▸ **WHAT NEEDS TO BE DONE**: Retype, character for character, the line containing "Referring to the image above, could you locate the truck rear" along with each line after it through the end of the data, and only those.

[Stored data entries]
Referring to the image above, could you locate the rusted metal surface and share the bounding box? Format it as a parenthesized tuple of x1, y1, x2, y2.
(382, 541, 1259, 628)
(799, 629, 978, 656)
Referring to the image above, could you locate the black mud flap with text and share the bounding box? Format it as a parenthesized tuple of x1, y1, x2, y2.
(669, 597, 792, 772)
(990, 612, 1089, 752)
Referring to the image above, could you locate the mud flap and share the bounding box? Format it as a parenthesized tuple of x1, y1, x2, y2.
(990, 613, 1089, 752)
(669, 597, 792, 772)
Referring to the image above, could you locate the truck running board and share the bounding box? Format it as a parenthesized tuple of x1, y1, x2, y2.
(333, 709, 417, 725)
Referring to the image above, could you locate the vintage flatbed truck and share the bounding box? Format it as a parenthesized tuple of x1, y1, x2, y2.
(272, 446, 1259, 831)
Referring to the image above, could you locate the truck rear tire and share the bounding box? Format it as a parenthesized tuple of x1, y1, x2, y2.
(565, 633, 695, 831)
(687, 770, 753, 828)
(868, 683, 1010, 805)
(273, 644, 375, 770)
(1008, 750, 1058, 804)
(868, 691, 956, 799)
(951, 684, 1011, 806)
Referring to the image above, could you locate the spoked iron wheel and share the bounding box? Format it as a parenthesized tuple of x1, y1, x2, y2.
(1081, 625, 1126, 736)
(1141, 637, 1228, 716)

▸ **ANSWER SPACE**:
Referring to the image above, could you locate the truck rear tire and share the bounding box? Format it as a parenthesized tuple of x1, y1, x2, y2.
(565, 633, 695, 831)
(687, 770, 753, 828)
(868, 683, 1010, 805)
(273, 644, 375, 770)
(1008, 750, 1058, 804)
(868, 691, 956, 799)
(951, 684, 1011, 806)
Referring to the image above, could you locate the spoked iron wheel and share the bounding box? Format it as a parenthesized tuple of x1, y1, x2, y2.
(1081, 625, 1126, 736)
(1141, 637, 1228, 716)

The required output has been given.